• **Task requirements**
Your answer must be an exact copy of the lines from the one holding "the white shirt." through the last line of the entries below, with nothing added.
Data records below:
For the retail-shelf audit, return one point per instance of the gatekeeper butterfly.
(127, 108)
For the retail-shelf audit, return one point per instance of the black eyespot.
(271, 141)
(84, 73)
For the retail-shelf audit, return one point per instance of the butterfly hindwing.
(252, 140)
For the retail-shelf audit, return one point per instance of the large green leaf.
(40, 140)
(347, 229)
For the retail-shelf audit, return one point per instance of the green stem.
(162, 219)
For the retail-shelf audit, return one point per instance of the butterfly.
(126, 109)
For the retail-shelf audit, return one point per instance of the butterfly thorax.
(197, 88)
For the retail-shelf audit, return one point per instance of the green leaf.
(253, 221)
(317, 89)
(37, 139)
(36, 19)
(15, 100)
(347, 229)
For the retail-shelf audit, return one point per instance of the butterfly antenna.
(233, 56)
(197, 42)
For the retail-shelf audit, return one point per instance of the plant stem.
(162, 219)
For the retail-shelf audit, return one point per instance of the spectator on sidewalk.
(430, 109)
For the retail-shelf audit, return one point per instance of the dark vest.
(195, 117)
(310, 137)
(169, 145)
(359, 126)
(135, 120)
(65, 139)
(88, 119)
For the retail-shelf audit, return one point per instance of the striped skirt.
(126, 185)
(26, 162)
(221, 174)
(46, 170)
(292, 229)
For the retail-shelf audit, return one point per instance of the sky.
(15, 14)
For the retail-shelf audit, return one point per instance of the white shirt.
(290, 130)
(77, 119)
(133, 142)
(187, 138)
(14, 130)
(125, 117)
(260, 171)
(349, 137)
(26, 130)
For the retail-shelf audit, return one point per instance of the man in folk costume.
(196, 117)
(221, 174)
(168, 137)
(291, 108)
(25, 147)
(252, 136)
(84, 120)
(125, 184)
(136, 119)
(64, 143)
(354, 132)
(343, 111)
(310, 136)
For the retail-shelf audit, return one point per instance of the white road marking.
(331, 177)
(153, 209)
End of Data records.
• **Solved exercise**
For the retail-shelf audit, return one point per instance of the white shirt.
(290, 130)
(77, 119)
(133, 142)
(187, 138)
(14, 130)
(125, 117)
(260, 171)
(349, 137)
(26, 130)
For the retail-shelf audit, return one point per instance of the man in folk costume.
(196, 117)
(221, 174)
(168, 137)
(291, 108)
(25, 147)
(252, 136)
(84, 120)
(125, 184)
(136, 119)
(64, 143)
(354, 132)
(343, 111)
(310, 136)
For the retail-shelf audit, return one point per instance of the white road marking.
(331, 177)
(153, 209)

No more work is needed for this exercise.